■ **Written tasks**
[A] From the post about Carlos Castaneda's book, extract the passage from "Then I found" to "don Juan’s Teachings.".
[B] List the psychotropic plants that the post about Carlos Castaneda's book names.
[C] Carry on the post about Carlos Castaneda's book from its last sentence.

■ **Source extract**
##############################
Friday, February 26, 2010

A Yaqui Way of Knowledge

While still in my transitional phases of "What Is Truth?" I was searching for a shorter path to God. Christianity was too filled with religious zealots, all pointing out what each other was doing wrong in their beliefs. The Catholics were sure they had a lock on the one true path. Protestants were all sure that Catholics were spreading lies and leading their followers straight to hell. A view point that was shared by the Ku Klux Klan! And all three were sure the Jews were the killers of their savior. A fallacy, instigated by the Nazis!!! I hadn't yet learned of all the different types of Protestantisms. But I was sure that I wanted no part of any of those.

Then I found a new book, by an unknown author. It was:
"The Teachings of Don Juan: A Yaqui Way of Knowledge." By Carlos Castaneda. It was published by the University of California Press in 1968 as a work of anthropology. And on the Binding edge of the dust jacket it read "Non-Fiction."
It was submitted by Carlos Castaneda as his master’s thesis in the school of anthropology. It reportedly documents the events that took place during an apprenticeship he claimed to have served with a self-proclaimed Yaqui Indian Sorcerer, named don Juan Matus, between 1960 and 1965.
The book is divided into two sections. The first section, The Teachings, is a first person narrative that documents Castaneda's initial interactions with don Juan.
The second, was a Structural Analysis, by Castaneda to disclose the internal cohesion and the cogency of don Juan’s Teachings.
don Juan tells Carlos that he is a brujo (Spanish for sorcerer or witch), a sort of healer, sorcerer or shaman, who had inherited (through a lineage of teachers) an ancient Mesoamerican practice for refining one's awareness of the universe. In the book, Don Juan was an expert in the cultivation and use of various psychotropic plants (specifically, psychedelic mushrooms, datura, and peyote) found in the Mexican deserts, which were used as aids to reach states of non-ordinary, or alternate reality in the philosophy he conveyed to Carlos.
In the book don Juan is unmarried, and presented as an old man of indigenous ancestry, with great strength and agility, who speaks excellent Spanish but had never been to college, and lived his entire life in poor conditions. Don Juan's philosophy might be summed up in a passage from Castaneda's book,
"For me there is only the traveling on the paths that have heart, on any path that may have heart. There I travel, and the only worthwhile challenge for me is to traverse its full length. And there I travel—looking, looking, breathlessly."
##############################
■ **Material**
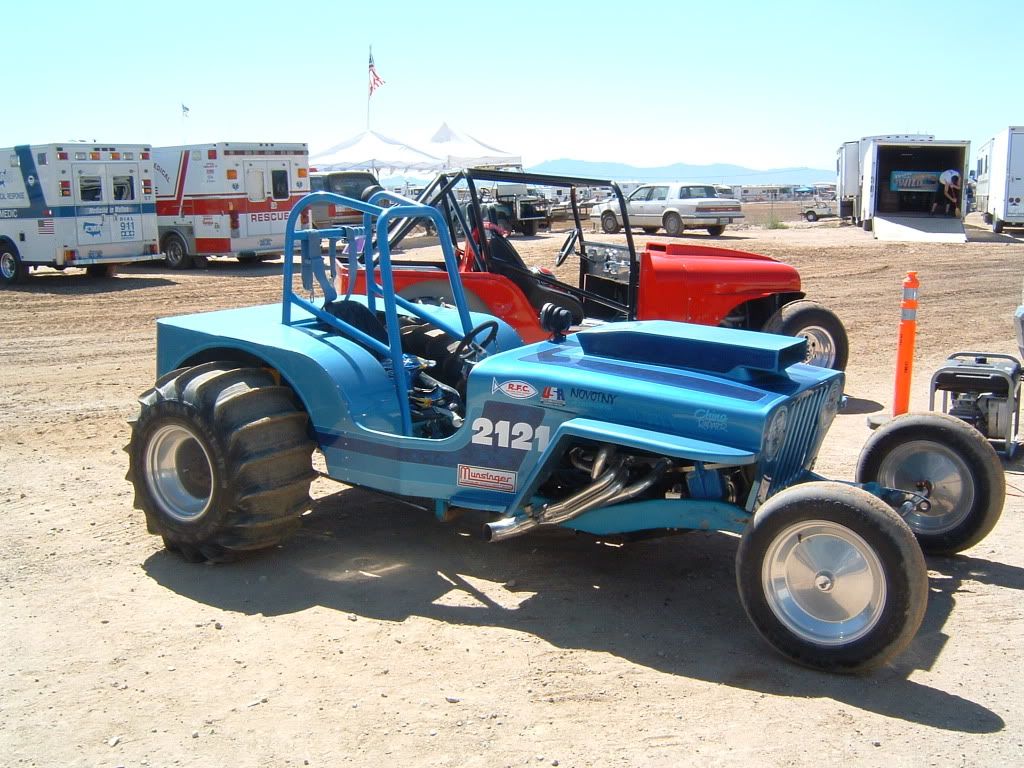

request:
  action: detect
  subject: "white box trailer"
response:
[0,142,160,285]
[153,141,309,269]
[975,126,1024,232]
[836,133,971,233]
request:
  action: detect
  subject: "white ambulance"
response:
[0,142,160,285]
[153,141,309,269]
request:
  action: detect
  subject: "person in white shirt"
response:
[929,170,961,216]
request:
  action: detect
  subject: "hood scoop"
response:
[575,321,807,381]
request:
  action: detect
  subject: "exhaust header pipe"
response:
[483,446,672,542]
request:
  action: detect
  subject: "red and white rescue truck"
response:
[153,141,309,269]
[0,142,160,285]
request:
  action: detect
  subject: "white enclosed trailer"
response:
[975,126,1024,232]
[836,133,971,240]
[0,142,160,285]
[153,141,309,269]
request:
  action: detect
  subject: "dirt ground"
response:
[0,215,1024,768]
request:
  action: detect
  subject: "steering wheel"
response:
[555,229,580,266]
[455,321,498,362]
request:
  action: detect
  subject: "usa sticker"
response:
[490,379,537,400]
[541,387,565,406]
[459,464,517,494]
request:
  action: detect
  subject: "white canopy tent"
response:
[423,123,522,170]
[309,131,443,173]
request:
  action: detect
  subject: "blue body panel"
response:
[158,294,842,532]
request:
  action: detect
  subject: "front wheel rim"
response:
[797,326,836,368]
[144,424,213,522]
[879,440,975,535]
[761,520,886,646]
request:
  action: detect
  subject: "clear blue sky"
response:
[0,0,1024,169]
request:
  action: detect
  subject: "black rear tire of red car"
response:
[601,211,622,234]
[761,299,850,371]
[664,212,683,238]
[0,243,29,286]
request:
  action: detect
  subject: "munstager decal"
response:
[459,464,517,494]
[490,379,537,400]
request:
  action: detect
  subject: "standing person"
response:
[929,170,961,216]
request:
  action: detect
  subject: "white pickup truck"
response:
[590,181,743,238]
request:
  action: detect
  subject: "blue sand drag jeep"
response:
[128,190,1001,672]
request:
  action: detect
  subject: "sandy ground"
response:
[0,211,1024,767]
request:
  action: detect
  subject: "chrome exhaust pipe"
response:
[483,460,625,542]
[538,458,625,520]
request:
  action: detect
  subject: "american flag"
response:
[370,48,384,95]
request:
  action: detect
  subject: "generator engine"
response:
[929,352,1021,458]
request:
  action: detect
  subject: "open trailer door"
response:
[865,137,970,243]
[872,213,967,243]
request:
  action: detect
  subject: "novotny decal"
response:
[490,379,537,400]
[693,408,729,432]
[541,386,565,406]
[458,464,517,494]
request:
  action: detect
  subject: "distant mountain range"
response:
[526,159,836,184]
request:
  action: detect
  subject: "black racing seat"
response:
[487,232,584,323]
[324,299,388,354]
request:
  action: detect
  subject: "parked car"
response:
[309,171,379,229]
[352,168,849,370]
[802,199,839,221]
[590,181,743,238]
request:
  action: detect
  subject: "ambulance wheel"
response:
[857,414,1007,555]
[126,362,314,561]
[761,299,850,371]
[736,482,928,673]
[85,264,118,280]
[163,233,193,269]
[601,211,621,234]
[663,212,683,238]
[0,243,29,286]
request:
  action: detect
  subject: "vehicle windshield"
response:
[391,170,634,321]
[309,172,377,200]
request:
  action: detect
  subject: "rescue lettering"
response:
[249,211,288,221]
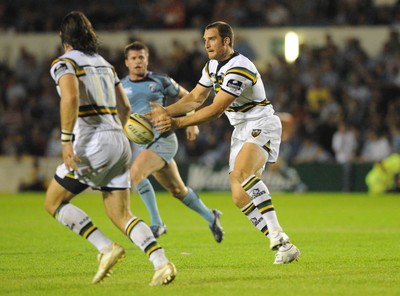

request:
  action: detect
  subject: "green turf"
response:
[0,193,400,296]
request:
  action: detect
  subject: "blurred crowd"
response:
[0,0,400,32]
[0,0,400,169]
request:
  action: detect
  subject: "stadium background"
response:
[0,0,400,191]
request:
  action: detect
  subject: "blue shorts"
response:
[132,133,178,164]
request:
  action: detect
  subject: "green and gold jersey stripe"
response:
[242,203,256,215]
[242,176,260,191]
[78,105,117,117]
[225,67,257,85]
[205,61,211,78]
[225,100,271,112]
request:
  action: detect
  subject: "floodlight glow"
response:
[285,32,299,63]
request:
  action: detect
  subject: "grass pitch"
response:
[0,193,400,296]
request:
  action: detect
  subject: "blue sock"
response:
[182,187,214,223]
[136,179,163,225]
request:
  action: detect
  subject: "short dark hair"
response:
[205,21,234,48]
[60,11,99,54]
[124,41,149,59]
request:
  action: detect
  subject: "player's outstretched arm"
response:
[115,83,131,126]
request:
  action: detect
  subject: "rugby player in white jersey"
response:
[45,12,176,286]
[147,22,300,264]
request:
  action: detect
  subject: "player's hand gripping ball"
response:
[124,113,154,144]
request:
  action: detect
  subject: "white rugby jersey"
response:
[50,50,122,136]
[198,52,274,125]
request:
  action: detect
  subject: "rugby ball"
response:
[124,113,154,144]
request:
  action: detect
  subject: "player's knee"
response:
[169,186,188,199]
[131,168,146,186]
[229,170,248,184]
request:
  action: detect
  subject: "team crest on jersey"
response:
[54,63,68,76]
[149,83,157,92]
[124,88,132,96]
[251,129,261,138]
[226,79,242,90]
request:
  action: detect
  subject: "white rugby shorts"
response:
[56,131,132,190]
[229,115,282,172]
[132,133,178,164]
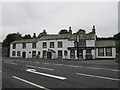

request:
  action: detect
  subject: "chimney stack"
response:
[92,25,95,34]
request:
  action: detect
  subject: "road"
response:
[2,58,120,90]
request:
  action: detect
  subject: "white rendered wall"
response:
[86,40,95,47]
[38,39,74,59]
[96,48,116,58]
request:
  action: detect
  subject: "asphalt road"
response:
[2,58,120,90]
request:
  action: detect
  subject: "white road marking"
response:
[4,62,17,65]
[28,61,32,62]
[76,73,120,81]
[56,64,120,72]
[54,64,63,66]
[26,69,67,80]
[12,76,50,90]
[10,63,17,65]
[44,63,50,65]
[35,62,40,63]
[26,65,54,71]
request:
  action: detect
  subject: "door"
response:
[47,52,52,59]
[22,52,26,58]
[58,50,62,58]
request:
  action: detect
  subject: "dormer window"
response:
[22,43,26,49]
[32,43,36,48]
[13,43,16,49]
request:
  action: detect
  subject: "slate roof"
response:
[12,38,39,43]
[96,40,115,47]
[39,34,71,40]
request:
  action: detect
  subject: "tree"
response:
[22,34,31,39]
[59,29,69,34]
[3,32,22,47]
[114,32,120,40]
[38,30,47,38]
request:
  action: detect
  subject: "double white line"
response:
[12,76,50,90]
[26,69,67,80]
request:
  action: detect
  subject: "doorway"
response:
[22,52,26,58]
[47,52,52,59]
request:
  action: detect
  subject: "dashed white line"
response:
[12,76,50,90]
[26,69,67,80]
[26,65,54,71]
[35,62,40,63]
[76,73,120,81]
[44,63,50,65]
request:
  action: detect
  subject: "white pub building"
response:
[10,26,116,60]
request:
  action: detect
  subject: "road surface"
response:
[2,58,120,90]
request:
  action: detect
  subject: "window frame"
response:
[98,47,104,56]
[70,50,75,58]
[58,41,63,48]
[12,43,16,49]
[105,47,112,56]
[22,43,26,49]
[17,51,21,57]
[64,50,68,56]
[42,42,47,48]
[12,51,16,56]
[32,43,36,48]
##############################
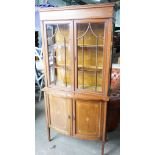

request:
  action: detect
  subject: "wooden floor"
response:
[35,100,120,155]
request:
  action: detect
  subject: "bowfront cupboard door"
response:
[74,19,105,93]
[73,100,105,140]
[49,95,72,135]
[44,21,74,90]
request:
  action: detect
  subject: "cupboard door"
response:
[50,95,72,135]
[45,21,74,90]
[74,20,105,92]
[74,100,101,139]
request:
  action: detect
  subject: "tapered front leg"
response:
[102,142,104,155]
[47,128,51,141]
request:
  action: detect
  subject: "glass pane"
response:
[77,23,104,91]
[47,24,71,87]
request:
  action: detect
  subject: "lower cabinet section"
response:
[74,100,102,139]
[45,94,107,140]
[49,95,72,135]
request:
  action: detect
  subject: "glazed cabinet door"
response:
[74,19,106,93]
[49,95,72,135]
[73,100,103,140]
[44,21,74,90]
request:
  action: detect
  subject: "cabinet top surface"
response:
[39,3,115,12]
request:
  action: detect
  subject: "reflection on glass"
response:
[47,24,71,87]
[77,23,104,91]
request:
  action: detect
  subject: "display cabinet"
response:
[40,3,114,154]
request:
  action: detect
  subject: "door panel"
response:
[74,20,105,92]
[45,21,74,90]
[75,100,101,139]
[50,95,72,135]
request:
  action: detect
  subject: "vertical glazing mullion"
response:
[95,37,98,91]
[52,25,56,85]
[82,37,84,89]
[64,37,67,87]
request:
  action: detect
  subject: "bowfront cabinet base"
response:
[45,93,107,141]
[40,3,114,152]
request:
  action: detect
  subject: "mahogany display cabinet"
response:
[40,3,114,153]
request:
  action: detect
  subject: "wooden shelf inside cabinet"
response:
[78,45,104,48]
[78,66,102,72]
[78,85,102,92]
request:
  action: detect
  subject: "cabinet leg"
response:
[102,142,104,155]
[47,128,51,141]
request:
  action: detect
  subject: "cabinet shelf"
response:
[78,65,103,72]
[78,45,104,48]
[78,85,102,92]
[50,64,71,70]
##############################
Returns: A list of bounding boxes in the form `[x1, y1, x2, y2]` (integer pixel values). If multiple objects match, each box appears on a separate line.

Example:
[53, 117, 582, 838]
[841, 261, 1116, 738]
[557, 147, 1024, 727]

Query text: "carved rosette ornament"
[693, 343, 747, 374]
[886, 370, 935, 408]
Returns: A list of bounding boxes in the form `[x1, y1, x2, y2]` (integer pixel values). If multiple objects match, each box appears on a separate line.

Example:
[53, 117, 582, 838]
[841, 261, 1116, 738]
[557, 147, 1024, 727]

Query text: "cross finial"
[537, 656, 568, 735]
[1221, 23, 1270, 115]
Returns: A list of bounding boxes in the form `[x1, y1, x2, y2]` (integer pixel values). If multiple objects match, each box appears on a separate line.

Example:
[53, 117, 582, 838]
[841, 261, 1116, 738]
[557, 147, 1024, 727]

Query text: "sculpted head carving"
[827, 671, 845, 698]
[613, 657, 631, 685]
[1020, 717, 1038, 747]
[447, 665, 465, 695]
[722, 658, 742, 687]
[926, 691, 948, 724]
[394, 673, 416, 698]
##############################
■ **Answers provided**
[A]
Then I found a new book, by an unknown author. It was:
"The Teachings of Don Juan: A Yaqui Way of Knowledge." By Carlos Castaneda. It was published by the University of California Press in 1968 as a work of anthropology. And on the Binding edge of the dust jacket it read "Non-Fiction."
It was submitted by Carlos Castaneda as his master’s thesis in the school of anthropology. It reportedly documents the events that took place during an apprenticeship he claimed to have served with a self-proclaimed Yaqui Indian Sorcerer, named don Juan Matus, between 1960 and 1965.
The book is divided into two sections. The first section, The Teachings, is a first person narrative that documents Castaneda's initial interactions with don Juan.
The second, was a Structural Analysis, by Castaneda to disclose the internal cohesion and the cogency of don Juan’s Teachings.

[B]
psychedelic mushrooms
datura
peyote

[C]
This was the fist book in a series that told more than a story of a man in search of truth. It gave step by step instructions of how to summon power. And which common plants could be used to "SEE" the lights that were at the center of every human and beast. And how to harness the powers in your dream state. Again in the quest for more personal power derived from the universe as it "Really Existed." Sort of like the way Luke Skywalker was taken into apprenticeship under the tutelage of Master Yoda and guiding him to the power of the force. Only this wasn't a Sci-Fi novel. It was 20 years ahead of Stephen Spielberg. And it was a Master's Thesis in Anthropology. SCIENCE!
The list of books in the series at that time included:
# The Teachings of Don Juan: A Yaqui Way of Knowledge (1968)
# A Separate Reality: Further Conversations with Don Juan (1971)
# Journey to Ixtlan: The Lessons of Don Juan (1972)
# Tales of Power (1974)
# The Second Ring of Power (1977)
It may have been a great story. But to me and a few close friends, it became a handbook!
A statement that is only mentioned in passing in the original books.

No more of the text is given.